**TASK ITEM:** Transcribe the passage of the trade deficit article below, starting at "In recent months" and ending at "their US bases.".

**SOURCE EXTRACT:**

US-based companies could reduce trade deficit by a third

welder_manufacture_410More investment by US and foreign multi-national companies to make the US a production base for exports could help reduce the national trade deficit in the coming years, says Joseph G. Carson, US economist and global economics research director at AllianceBernstein.

In recent months a number of US-based companies, including Caterpillar, Intel and GM, along with international firms like Samsung of Korea and BMW of Germany, have announced plans to increase investment in the US, while some US firms have begun to export more from their US bases.

The backdrop for this is that US manufacturing is benefiting from improved productivity and lower unit labor costs relative to its key trading partners, notes Carson. A more competitive US dollar also helps.

“Global conditions are aligned for a steady and sustained reduction in the US trade deficit in the coming years,” he says.

However, he adds: “But these trends will only translate into a healthier trade balance if multinational companies—both US and foreign—fully exploit the advantages of turning the US into a production base for exports or import substitution.”

US multinational companies alone ran a $172bn trade deficit in 2008. Carson says he believes these companies, along with their non-US peers, have the capital and
operational scale to trigger changes in global investment, production and trade patterns. “Eliminating the deficit of US-based multinational operations would cut the US trade deficit by a third, and we hope lawmakers understand just how important it is to make it easier for these companies to operate in the US.”

Carson notes also that, surprisingly, the key driver of US export growth in recent years has been US companies that are not multinational groups.

**RECORDS SUPPLIED:**
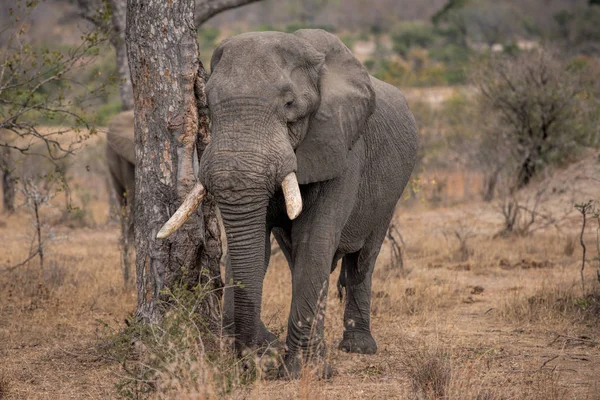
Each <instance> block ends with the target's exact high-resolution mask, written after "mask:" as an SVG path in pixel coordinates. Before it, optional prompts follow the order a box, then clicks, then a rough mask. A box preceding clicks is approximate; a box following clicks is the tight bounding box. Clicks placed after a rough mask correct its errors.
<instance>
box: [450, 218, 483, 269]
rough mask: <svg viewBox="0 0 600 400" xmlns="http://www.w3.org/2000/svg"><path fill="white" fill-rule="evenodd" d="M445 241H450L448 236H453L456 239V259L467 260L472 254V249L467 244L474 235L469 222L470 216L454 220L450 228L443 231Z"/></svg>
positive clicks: (471, 228)
mask: <svg viewBox="0 0 600 400" xmlns="http://www.w3.org/2000/svg"><path fill="white" fill-rule="evenodd" d="M443 234H444V237H445V238H446V241H447V242H450V238H455V239H456V240H457V241H458V249H457V250H456V259H457V261H460V262H464V261H468V260H469V258H471V255H473V249H472V248H471V247H470V246H469V240H470V239H472V238H473V237H475V233H474V232H473V224H472V223H471V222H470V218H467V217H465V218H462V219H460V220H459V221H457V222H456V224H455V225H454V226H453V227H452V228H451V229H447V230H445V231H444V232H443Z"/></svg>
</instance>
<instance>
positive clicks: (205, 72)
mask: <svg viewBox="0 0 600 400" xmlns="http://www.w3.org/2000/svg"><path fill="white" fill-rule="evenodd" d="M196 37H197V33H196V28H195V26H194V0H173V1H147V0H128V3H127V29H126V42H127V48H128V56H129V65H130V70H131V81H132V84H133V96H134V111H135V149H136V160H137V161H136V182H135V199H136V200H135V211H134V215H135V221H136V224H135V231H136V233H135V243H136V253H137V260H136V274H137V290H138V304H137V311H136V315H137V317H138V318H139V319H141V320H144V321H150V322H153V321H157V320H159V319H160V315H161V313H162V311H163V308H162V304H164V303H163V302H162V300H164V296H163V293H164V290H165V289H167V290H168V289H170V288H173V287H174V286H176V285H178V284H180V283H183V284H185V285H187V286H189V287H191V286H194V285H197V284H199V283H202V284H206V286H207V288H208V289H209V290H212V291H213V293H214V295H213V296H208V297H209V301H208V303H206V304H205V309H204V312H205V314H206V313H216V307H218V303H219V299H220V290H217V289H220V288H221V285H222V283H221V279H220V272H219V259H220V256H221V247H220V241H219V240H220V239H219V238H220V234H219V232H218V229H219V228H218V226H219V225H218V223H217V220H216V214H215V211H216V210H215V207H214V204H213V203H212V202H211V200H210V199H208V201H207V202H205V203H204V205H203V207H202V209H201V210H198V211H196V213H195V214H194V215H193V216H192V218H191V221H190V222H188V223H186V224H185V225H184V226H183V227H182V228H181V229H179V230H178V231H177V232H176V233H175V234H173V235H172V236H171V237H170V238H169V239H165V240H158V239H156V234H157V232H158V230H159V229H160V227H161V225H162V224H163V223H164V222H165V221H167V220H168V218H169V217H170V215H171V214H173V213H174V212H175V210H176V209H177V207H178V206H179V205H180V204H181V201H182V199H183V197H184V196H185V194H186V193H187V192H188V191H189V190H190V189H191V187H192V185H193V184H194V173H193V165H192V160H193V152H194V151H198V152H199V153H201V151H202V149H203V148H204V146H205V145H206V143H207V142H208V119H207V117H206V116H207V110H206V96H205V91H204V84H205V77H206V72H205V71H204V67H203V66H202V64H201V62H200V60H199V58H198V57H199V50H198V43H197V40H196ZM199 132H200V136H201V137H200V140H198V139H199V138H198V136H199ZM197 142H198V144H197ZM203 211H204V212H205V214H204V215H203V214H202V212H203ZM206 228H208V229H207V230H205V229H206ZM202 267H204V269H202ZM204 271H206V273H204Z"/></svg>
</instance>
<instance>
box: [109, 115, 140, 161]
mask: <svg viewBox="0 0 600 400" xmlns="http://www.w3.org/2000/svg"><path fill="white" fill-rule="evenodd" d="M106 142H107V145H108V147H110V149H111V150H112V151H114V152H115V153H117V154H118V155H120V156H121V157H123V158H124V159H126V160H127V161H129V162H130V163H132V164H134V165H135V149H134V147H133V144H134V139H133V111H124V112H122V113H120V114H118V115H117V116H115V117H114V118H113V119H112V120H111V121H110V123H109V125H108V132H107V134H106Z"/></svg>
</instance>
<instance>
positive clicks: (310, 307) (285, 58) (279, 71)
mask: <svg viewBox="0 0 600 400" xmlns="http://www.w3.org/2000/svg"><path fill="white" fill-rule="evenodd" d="M211 69H212V73H211V75H210V77H209V79H208V82H207V85H206V92H207V96H208V102H209V108H210V115H211V122H212V138H211V143H210V145H208V146H207V148H206V150H205V151H204V154H203V156H202V159H201V160H200V171H199V182H198V183H197V184H196V186H195V187H194V188H193V189H192V191H191V192H190V194H189V195H188V197H187V198H186V200H185V201H184V203H183V205H182V206H181V207H180V208H179V209H178V210H177V211H176V213H175V214H173V216H172V217H171V219H170V220H169V221H168V222H167V223H166V224H165V226H164V227H163V228H162V229H161V230H160V232H159V233H158V235H157V236H158V237H159V238H165V237H167V236H168V235H169V234H170V233H172V232H173V231H174V230H175V229H177V228H178V227H179V226H181V224H183V222H184V221H185V220H186V218H187V215H189V213H190V212H191V211H193V209H194V208H195V207H197V205H198V204H199V202H200V201H201V199H202V197H203V195H204V194H205V193H206V191H208V192H210V193H212V194H213V195H214V196H215V199H216V202H217V204H218V207H219V209H220V212H221V216H222V219H223V224H224V227H225V233H226V236H227V242H228V251H229V264H230V267H229V268H230V269H231V270H230V271H228V275H230V276H232V278H233V282H234V283H235V285H234V286H233V290H231V291H230V292H229V294H226V296H225V297H226V298H225V308H226V310H230V311H228V313H229V315H233V318H232V319H233V325H234V332H235V337H236V343H237V346H238V349H240V350H243V349H246V348H256V347H258V346H261V345H263V344H264V343H263V342H264V341H266V340H269V339H271V338H272V337H273V335H272V334H270V333H269V332H268V331H266V329H265V328H264V325H263V323H262V322H261V300H262V288H263V278H264V276H265V271H266V268H267V266H268V263H269V256H270V246H269V236H270V233H271V232H272V233H273V235H274V236H275V238H276V239H277V242H278V243H279V245H280V247H281V249H282V251H283V252H284V254H285V256H286V258H287V261H288V263H289V266H290V269H291V273H292V304H291V310H290V316H289V320H288V331H287V339H286V345H287V353H286V355H285V358H284V364H283V365H282V367H281V369H280V374H282V375H287V374H289V375H290V376H292V377H297V376H299V374H300V370H301V366H302V363H303V362H304V361H306V358H307V357H308V358H311V357H312V356H317V358H318V356H319V355H321V354H322V352H323V351H324V346H323V326H324V319H323V318H324V309H325V304H326V301H325V300H326V296H327V288H328V279H329V274H330V273H331V272H332V271H333V270H334V269H335V267H336V264H337V262H338V261H339V260H340V259H342V278H341V283H342V284H343V285H344V286H345V288H346V303H345V312H344V326H345V331H344V334H343V338H342V340H341V342H340V344H339V348H340V349H341V350H344V351H348V352H355V353H367V354H372V353H375V352H376V351H377V345H376V342H375V340H374V339H373V336H372V335H371V329H370V304H371V276H372V273H373V267H374V265H375V260H376V258H377V255H378V253H379V250H380V248H381V244H382V242H383V239H384V237H385V234H386V230H387V228H388V224H389V222H390V220H391V218H392V215H393V213H394V208H395V206H396V203H397V201H398V199H399V198H400V196H401V194H402V191H403V189H404V187H405V186H406V184H407V182H408V180H409V177H410V175H411V172H412V170H413V166H414V164H415V158H416V154H417V144H418V139H417V128H416V124H415V120H414V117H413V115H412V113H411V112H410V110H409V108H408V105H407V103H406V100H405V98H404V96H403V95H402V93H401V92H400V91H399V90H398V89H396V88H395V87H393V86H390V85H388V84H386V83H384V82H381V81H379V80H377V79H375V78H373V77H371V76H369V74H368V73H367V71H366V70H365V68H364V67H363V66H362V65H361V63H360V62H359V61H358V60H357V59H356V58H355V57H354V56H353V55H352V53H351V52H350V50H348V48H347V47H346V46H344V44H343V43H342V42H341V41H340V40H339V39H338V38H337V37H335V36H333V35H331V34H329V33H327V32H325V31H322V30H299V31H297V32H295V33H293V34H288V33H281V32H260V33H246V34H242V35H239V36H235V37H232V38H229V39H227V40H225V41H224V42H222V43H221V44H220V45H219V46H218V48H217V49H216V50H215V52H214V54H213V58H212V61H211ZM231 309H232V311H231Z"/></svg>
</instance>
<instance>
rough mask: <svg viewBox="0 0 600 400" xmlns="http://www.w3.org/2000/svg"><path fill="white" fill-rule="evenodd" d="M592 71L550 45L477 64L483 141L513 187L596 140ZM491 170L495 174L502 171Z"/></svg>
mask: <svg viewBox="0 0 600 400" xmlns="http://www.w3.org/2000/svg"><path fill="white" fill-rule="evenodd" d="M593 76H594V74H590V73H587V72H586V67H585V66H583V67H582V64H581V63H579V64H578V63H575V62H572V61H571V60H568V59H566V58H565V57H563V56H562V55H561V54H559V53H558V52H557V51H555V50H552V49H548V48H541V49H538V50H534V51H530V52H523V53H520V54H518V55H517V56H506V55H495V56H492V57H490V58H489V59H488V60H486V61H485V62H483V63H482V64H481V65H480V66H479V67H478V68H475V72H474V73H473V77H472V78H473V83H474V84H475V86H476V87H477V89H478V95H479V99H478V104H480V107H482V111H481V113H482V114H484V115H486V116H489V118H487V119H486V120H485V122H484V124H483V127H482V129H483V137H482V143H481V147H482V149H483V150H484V151H483V153H485V154H486V157H487V158H488V160H489V163H492V164H493V165H496V166H502V168H503V169H505V174H506V175H508V176H510V177H511V181H512V182H511V187H512V188H514V189H519V188H522V187H524V186H526V185H527V184H529V182H530V181H531V179H532V178H533V177H534V176H536V175H537V174H538V173H539V172H540V171H542V170H543V169H544V168H545V167H546V166H547V165H550V164H552V163H559V162H561V161H564V160H567V159H569V157H572V156H573V154H574V153H575V152H576V151H578V150H579V149H581V148H582V147H583V146H588V145H597V142H598V139H599V138H600V135H599V133H600V132H599V131H598V121H597V118H598V114H597V112H596V111H595V110H596V109H597V102H598V101H597V100H598V99H597V96H595V95H594V94H593V93H592V92H593V90H594V89H593V88H594V87H595V85H594V84H593V82H592V81H591V79H594V78H593ZM491 171H493V174H492V176H491V177H492V178H493V177H494V175H498V172H497V171H495V170H494V169H491ZM494 179H495V178H494ZM488 191H489V190H488ZM487 197H489V196H487Z"/></svg>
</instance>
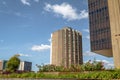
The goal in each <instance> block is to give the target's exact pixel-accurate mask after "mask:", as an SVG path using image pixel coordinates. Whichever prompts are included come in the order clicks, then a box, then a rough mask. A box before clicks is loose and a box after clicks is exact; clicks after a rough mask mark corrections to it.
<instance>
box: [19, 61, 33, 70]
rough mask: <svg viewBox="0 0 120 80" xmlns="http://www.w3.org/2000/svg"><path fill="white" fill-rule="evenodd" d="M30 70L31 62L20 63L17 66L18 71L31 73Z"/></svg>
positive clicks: (24, 61)
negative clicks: (19, 63) (26, 71)
mask: <svg viewBox="0 0 120 80" xmlns="http://www.w3.org/2000/svg"><path fill="white" fill-rule="evenodd" d="M31 69H32V62H28V61H21V62H20V65H19V69H18V70H21V71H31Z"/></svg>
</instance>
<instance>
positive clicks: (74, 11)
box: [44, 3, 88, 21]
mask: <svg viewBox="0 0 120 80" xmlns="http://www.w3.org/2000/svg"><path fill="white" fill-rule="evenodd" d="M44 9H45V10H46V11H48V12H53V13H55V14H56V15H61V16H62V17H63V18H64V19H67V20H68V21H70V20H80V19H85V18H88V12H87V11H86V10H82V11H80V13H77V10H76V9H75V8H73V7H72V6H71V5H70V4H68V3H62V4H61V5H58V4H55V5H51V4H46V5H45V8H44Z"/></svg>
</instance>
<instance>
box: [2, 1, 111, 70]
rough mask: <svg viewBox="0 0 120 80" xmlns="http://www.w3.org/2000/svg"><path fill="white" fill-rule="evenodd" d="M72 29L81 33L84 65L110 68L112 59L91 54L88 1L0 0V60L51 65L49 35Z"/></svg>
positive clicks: (32, 67)
mask: <svg viewBox="0 0 120 80" xmlns="http://www.w3.org/2000/svg"><path fill="white" fill-rule="evenodd" d="M64 26H69V27H72V28H73V29H76V30H78V31H80V32H81V33H82V36H83V37H82V38H83V59H84V62H86V61H88V60H94V58H95V59H96V60H98V61H103V62H105V66H106V67H112V66H113V58H107V57H104V56H101V55H97V54H94V53H92V52H90V37H89V23H88V6H87V0H0V59H1V60H4V59H6V60H8V59H9V58H10V57H11V56H13V55H14V54H17V53H18V54H20V55H21V56H20V59H21V60H22V61H31V62H32V63H33V67H32V68H33V70H37V67H36V66H35V65H36V64H39V65H41V64H42V63H44V64H49V63H50V48H51V47H50V43H51V33H52V32H54V31H56V30H58V29H61V28H63V27H64Z"/></svg>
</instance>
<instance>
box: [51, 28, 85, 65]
mask: <svg viewBox="0 0 120 80" xmlns="http://www.w3.org/2000/svg"><path fill="white" fill-rule="evenodd" d="M51 50H52V51H51V52H52V54H51V57H52V58H51V59H52V60H51V64H54V65H57V66H61V65H62V66H64V67H69V66H71V65H74V64H82V63H83V56H82V35H81V33H80V32H79V31H77V30H74V29H72V28H70V27H65V28H63V29H61V30H58V31H56V32H53V33H52V49H51Z"/></svg>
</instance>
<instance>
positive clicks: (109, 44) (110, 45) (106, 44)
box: [92, 43, 111, 50]
mask: <svg viewBox="0 0 120 80" xmlns="http://www.w3.org/2000/svg"><path fill="white" fill-rule="evenodd" d="M110 48H111V44H110V43H109V44H102V45H96V46H92V50H102V49H110Z"/></svg>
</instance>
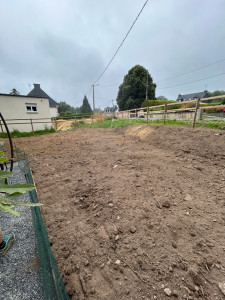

**EXERCISE RESULT:**
In recent months a number of US-based companies, including Caterpillar, Intel and GM, along with international firms like Samsung of Korea and BMW of Germany, have announced plans to increase investment in the US, while some US firms have begun to export more from their US bases.